What to work on |
Write out every entry exactly as it stands.

[start of Available records]

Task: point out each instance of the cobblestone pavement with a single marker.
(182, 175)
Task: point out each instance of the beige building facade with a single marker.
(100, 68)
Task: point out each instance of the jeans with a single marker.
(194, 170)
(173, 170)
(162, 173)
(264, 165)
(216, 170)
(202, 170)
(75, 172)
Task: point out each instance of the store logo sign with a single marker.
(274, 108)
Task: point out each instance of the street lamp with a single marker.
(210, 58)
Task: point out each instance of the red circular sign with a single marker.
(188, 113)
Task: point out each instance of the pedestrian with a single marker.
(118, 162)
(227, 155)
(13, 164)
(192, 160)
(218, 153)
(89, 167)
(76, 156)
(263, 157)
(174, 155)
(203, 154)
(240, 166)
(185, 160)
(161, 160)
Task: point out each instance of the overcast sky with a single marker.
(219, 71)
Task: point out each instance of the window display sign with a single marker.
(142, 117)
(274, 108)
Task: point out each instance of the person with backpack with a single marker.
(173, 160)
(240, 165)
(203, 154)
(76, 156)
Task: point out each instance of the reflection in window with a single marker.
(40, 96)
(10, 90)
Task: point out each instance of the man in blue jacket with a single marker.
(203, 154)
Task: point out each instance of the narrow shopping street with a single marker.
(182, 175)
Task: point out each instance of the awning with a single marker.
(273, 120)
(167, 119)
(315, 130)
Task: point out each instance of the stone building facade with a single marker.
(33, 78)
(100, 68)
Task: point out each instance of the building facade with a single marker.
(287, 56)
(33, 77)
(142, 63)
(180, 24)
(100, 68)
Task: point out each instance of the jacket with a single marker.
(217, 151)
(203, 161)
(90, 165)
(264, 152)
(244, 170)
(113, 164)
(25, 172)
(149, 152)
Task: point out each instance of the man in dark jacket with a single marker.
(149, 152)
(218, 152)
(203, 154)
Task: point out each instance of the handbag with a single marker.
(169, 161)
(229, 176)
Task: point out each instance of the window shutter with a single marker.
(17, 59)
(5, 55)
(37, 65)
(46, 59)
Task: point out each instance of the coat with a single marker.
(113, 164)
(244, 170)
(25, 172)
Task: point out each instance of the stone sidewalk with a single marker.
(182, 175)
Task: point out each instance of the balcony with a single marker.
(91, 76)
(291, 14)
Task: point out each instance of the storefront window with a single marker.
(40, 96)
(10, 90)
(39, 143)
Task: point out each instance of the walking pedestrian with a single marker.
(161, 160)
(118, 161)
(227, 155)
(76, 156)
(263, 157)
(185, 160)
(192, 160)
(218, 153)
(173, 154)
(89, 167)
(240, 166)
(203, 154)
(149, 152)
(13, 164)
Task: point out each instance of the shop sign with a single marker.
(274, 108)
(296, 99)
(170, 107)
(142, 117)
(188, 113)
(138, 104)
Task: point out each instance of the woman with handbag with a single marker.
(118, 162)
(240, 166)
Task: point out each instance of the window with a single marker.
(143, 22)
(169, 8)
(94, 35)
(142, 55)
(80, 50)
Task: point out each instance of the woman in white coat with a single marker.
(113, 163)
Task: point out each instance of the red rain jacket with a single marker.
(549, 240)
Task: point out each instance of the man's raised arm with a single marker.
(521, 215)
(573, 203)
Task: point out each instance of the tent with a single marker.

[end of Available records]

Solution below |
Task: point out each instance of the cobblestone pavement with a single marker.
(182, 175)
Task: point out each instance of the beige building facade with a single marker.
(100, 68)
Task: point out each instance of the jeans with a single marker.
(194, 170)
(173, 170)
(162, 173)
(264, 165)
(216, 170)
(202, 170)
(75, 172)
Task: point out each instance of the store logo sign with a single marker.
(274, 108)
Task: point out each instance of the street lamp with a single marker.
(210, 58)
Task: point out each instance of the red circular sign with a single marker.
(188, 113)
Task: point out each instance of the pedestrian with a single marker.
(118, 162)
(227, 155)
(13, 164)
(192, 160)
(218, 153)
(89, 167)
(76, 156)
(263, 157)
(174, 155)
(203, 154)
(240, 166)
(185, 160)
(161, 160)
Task: point out each instance of the overcast sky with a single marker.
(219, 71)
Task: point out each instance of the window display sign with a single marker.
(142, 117)
(274, 108)
Task: point out each instance of the person with backpack with a single marker.
(173, 160)
(240, 165)
(203, 154)
(76, 156)
Task: point out each instance of the reflection in window with a single marker.
(40, 96)
(10, 90)
Task: point out each instance of the man in blue jacket with a single marker.
(203, 154)
Task: point out each instance of the narrow shopping street with a single marker.
(182, 175)
Task: point out each instance of the awning with a single marker.
(273, 120)
(167, 119)
(315, 130)
Task: point out each instance of the stone building facade with a single marker.
(33, 78)
(100, 68)
Task: point out each instance of the building facade with a single marker.
(287, 56)
(33, 77)
(142, 63)
(180, 24)
(100, 68)
Task: point out each instance of the jacket with a single marker.
(217, 151)
(203, 161)
(90, 165)
(264, 152)
(244, 170)
(113, 164)
(25, 172)
(149, 152)
Task: point out each instance of the man in dark jacket with a single marker.
(149, 152)
(218, 152)
(203, 154)
Task: point out each instance of the handbag with a single marker.
(169, 161)
(229, 176)
Task: point out each instance of the window shutter with a single marker.
(17, 59)
(5, 55)
(37, 65)
(46, 59)
Task: point out each instance of the coat with a single marker.
(113, 164)
(244, 170)
(25, 172)
Task: point out each instance of the stone sidewalk with a single marker.
(182, 175)
Task: point out each instance of the balcony with a single marker.
(91, 76)
(291, 14)
Task: point out each instance of the storefront window with a single marker.
(40, 96)
(10, 90)
(39, 143)
Task: point out each instance of the walking pedestrian with a single marker.
(161, 160)
(118, 161)
(227, 155)
(76, 156)
(263, 157)
(185, 160)
(192, 160)
(218, 153)
(173, 154)
(89, 167)
(240, 166)
(203, 154)
(149, 152)
(13, 164)
Task: point out each instance of the shop sign with a single marker.
(274, 108)
(296, 99)
(170, 107)
(142, 117)
(188, 113)
(138, 104)
Task: point out each instance of the woman with handbag with a single marker.
(118, 162)
(240, 166)
Task: point out each instance of the window with a single marker.
(143, 22)
(169, 8)
(94, 35)
(142, 55)
(80, 50)
Task: point out each instance of the woman in white coat with a single marker.
(113, 163)
Task: point out each instance of the red rain jacket with a single marker.
(549, 240)
Task: point out each instance of the man's raised arm with a single marker.
(521, 215)
(573, 203)
Task: point out each instance of the tent with a single marker.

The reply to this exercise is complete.